**Task prompt:**
Please copy each line below that contains the string "processional".

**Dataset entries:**
────────────────────────────────────────

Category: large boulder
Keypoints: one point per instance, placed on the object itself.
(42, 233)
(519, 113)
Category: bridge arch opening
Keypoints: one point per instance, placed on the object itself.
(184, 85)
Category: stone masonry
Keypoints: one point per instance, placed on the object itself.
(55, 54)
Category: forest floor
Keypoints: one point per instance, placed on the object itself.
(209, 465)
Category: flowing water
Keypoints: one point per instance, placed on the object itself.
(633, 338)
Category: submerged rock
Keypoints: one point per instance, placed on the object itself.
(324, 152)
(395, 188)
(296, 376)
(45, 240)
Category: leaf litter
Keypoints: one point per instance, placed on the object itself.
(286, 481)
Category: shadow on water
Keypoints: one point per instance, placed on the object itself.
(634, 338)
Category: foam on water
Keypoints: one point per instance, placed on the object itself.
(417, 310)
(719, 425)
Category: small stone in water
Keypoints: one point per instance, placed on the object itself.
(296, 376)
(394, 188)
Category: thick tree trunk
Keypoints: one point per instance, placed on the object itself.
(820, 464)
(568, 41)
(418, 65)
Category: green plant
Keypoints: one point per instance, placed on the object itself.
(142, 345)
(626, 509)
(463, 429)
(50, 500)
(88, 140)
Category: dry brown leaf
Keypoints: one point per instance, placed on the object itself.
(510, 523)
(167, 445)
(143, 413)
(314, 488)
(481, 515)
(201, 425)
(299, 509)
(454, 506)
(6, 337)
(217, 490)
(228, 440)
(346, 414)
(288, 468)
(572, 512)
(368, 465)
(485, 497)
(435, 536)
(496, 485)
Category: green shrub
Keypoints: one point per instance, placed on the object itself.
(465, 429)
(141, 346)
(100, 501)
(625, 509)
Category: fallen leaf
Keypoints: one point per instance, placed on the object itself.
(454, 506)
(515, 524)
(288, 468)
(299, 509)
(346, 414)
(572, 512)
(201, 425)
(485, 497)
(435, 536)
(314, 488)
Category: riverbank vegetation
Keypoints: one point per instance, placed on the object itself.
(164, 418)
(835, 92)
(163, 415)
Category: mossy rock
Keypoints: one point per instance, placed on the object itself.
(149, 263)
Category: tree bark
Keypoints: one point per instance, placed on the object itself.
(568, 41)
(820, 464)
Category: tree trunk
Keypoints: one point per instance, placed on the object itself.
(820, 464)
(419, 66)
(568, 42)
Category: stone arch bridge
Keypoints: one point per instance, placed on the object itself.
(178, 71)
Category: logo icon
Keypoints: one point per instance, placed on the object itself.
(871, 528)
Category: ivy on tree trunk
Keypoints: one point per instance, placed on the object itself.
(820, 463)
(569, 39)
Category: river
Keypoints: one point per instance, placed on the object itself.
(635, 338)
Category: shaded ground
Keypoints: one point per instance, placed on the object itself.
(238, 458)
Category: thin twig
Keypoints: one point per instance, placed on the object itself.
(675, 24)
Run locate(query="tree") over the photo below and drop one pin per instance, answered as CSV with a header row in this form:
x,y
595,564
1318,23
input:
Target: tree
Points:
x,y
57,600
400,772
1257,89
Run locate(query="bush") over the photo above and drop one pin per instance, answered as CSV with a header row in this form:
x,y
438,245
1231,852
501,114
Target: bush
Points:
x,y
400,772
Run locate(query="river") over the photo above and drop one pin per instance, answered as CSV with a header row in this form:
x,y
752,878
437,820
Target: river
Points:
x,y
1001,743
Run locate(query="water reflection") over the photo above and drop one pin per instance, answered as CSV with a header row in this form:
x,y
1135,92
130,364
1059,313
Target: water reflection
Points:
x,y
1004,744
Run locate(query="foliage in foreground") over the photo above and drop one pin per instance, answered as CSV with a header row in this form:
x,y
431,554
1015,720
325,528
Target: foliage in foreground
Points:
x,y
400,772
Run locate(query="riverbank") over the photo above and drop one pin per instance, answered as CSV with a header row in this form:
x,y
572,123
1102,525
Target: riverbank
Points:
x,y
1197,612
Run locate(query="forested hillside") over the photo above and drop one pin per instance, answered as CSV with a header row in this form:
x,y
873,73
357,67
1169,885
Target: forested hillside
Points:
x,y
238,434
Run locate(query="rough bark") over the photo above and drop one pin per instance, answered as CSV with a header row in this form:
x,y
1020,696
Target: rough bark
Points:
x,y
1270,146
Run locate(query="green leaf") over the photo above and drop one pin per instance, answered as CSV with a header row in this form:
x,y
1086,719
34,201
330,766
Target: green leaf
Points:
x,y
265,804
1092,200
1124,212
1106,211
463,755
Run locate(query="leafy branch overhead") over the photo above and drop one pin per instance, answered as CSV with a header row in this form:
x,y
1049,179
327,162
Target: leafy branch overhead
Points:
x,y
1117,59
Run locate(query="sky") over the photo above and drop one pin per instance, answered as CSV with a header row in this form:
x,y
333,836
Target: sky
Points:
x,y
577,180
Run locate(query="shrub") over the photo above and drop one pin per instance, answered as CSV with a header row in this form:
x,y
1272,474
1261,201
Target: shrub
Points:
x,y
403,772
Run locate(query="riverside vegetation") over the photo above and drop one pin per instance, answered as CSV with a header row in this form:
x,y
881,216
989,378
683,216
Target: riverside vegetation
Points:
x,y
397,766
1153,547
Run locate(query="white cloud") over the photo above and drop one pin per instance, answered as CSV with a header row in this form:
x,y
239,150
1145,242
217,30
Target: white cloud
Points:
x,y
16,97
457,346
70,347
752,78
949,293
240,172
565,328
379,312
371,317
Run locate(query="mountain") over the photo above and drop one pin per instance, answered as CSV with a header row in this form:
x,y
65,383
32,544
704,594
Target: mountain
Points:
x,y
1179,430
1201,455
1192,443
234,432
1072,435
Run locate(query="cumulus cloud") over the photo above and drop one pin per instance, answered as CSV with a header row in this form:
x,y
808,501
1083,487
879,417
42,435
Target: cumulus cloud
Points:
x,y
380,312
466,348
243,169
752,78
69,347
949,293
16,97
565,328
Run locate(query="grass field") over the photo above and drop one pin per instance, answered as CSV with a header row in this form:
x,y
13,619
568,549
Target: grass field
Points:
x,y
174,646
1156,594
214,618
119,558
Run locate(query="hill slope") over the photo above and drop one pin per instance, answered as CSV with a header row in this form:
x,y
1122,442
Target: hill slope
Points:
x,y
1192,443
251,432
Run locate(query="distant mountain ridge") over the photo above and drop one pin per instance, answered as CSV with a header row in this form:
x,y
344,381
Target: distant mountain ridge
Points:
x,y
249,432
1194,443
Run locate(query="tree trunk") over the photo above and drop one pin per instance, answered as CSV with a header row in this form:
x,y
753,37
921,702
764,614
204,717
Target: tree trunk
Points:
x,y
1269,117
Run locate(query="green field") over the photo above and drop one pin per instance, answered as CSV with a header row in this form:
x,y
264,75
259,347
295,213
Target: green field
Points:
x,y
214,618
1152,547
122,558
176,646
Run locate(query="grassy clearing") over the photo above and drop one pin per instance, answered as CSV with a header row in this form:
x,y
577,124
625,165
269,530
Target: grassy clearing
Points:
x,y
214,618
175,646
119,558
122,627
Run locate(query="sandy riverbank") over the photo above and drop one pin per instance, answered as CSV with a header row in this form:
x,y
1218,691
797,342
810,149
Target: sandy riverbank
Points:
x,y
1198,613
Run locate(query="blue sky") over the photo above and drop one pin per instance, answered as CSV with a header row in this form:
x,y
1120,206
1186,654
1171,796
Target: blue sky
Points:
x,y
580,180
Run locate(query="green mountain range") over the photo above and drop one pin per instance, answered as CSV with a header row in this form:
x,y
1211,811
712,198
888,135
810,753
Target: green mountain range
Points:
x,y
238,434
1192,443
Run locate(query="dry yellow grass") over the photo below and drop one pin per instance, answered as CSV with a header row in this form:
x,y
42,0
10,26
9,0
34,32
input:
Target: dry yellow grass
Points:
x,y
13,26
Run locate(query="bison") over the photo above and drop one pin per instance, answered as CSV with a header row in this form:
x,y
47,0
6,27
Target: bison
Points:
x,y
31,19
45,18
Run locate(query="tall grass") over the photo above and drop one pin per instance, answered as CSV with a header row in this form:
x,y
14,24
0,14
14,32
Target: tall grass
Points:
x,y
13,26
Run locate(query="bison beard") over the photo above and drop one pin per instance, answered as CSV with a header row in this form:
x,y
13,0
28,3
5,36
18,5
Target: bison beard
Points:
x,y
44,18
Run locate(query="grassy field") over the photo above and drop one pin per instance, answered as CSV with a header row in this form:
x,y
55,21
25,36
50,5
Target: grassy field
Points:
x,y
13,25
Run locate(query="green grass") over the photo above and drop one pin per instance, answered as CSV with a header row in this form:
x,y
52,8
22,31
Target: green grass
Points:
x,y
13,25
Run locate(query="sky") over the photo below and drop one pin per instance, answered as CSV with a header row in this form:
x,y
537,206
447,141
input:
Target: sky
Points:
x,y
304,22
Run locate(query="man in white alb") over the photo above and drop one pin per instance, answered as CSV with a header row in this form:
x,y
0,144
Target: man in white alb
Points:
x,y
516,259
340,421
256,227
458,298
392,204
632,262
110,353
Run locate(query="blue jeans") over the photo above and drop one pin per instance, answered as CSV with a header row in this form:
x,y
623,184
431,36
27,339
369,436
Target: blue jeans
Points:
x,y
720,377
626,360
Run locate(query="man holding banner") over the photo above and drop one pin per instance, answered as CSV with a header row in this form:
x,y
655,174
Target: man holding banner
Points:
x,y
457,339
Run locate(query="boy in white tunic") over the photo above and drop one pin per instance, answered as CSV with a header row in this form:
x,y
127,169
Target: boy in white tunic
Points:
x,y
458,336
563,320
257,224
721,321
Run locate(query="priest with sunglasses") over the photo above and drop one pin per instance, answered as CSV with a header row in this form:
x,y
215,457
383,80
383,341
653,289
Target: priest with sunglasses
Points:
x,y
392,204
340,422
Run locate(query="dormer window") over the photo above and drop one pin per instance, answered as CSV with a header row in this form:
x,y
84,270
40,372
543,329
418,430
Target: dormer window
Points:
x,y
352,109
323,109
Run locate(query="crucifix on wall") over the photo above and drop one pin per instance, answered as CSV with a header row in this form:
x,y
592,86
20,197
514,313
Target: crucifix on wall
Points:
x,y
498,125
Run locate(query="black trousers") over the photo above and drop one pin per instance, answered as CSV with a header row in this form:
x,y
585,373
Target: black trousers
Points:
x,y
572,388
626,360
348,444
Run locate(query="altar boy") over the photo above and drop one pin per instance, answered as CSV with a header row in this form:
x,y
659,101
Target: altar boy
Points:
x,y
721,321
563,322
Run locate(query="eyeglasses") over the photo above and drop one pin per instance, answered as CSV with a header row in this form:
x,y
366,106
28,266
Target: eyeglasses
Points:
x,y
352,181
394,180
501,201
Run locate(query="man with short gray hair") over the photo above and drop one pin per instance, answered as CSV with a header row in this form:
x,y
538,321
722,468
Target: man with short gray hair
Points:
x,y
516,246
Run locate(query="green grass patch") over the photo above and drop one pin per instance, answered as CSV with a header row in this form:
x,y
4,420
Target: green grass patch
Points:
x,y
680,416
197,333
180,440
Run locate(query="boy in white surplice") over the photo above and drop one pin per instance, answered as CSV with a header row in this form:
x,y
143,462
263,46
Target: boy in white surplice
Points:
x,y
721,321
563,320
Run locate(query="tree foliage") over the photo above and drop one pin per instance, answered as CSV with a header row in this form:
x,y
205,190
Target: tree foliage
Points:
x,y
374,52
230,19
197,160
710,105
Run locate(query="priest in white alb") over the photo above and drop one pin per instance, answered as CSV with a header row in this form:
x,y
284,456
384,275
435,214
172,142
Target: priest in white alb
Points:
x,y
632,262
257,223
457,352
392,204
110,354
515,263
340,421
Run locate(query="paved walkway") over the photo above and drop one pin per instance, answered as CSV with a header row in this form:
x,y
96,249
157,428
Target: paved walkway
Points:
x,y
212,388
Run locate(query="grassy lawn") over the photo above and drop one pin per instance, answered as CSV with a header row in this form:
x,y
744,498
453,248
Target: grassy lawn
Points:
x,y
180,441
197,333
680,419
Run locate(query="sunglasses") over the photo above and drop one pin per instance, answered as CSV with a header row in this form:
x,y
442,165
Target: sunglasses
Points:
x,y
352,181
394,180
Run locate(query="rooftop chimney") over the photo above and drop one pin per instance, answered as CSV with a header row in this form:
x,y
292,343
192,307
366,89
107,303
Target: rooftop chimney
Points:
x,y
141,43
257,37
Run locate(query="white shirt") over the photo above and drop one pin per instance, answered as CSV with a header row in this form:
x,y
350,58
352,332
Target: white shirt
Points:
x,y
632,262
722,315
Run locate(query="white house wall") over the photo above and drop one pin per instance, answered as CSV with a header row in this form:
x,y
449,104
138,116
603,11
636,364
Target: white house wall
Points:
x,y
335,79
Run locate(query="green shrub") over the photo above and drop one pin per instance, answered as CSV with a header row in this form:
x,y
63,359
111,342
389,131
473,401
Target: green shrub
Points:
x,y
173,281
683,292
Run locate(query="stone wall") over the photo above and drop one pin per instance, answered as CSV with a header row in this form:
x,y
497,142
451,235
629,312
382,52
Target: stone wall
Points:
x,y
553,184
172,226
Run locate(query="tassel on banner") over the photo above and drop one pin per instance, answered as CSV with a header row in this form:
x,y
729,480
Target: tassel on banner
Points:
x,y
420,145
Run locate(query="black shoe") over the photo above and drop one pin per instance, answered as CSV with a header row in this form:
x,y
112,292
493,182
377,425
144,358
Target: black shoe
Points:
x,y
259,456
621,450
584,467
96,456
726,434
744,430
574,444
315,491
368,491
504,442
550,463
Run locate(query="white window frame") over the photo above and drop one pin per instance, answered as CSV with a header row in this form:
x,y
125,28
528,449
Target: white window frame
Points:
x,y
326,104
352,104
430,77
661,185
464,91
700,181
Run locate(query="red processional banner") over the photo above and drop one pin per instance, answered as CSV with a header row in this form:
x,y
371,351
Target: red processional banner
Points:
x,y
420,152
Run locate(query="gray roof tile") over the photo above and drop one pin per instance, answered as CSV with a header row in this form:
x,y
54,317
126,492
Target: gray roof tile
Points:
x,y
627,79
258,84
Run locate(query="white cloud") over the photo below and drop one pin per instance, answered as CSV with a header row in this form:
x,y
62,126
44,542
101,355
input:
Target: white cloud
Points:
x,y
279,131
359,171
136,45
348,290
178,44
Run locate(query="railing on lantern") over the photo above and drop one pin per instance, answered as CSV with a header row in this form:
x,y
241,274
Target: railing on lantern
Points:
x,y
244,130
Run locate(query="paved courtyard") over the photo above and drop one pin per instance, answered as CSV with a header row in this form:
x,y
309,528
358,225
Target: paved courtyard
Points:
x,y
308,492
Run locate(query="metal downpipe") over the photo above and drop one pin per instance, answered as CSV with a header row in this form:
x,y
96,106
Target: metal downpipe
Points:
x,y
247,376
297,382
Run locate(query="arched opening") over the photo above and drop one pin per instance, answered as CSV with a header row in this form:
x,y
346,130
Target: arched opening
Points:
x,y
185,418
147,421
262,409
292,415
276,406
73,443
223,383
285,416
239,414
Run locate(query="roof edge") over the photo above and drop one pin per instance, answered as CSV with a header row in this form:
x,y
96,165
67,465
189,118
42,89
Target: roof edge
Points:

────────────────────────────────────────

**Solution to this problem:**
Run locate(query="red processional banner") over the photo above and drop one pin per instance, answered as CSV with a header row in this form:
Target: red processional banner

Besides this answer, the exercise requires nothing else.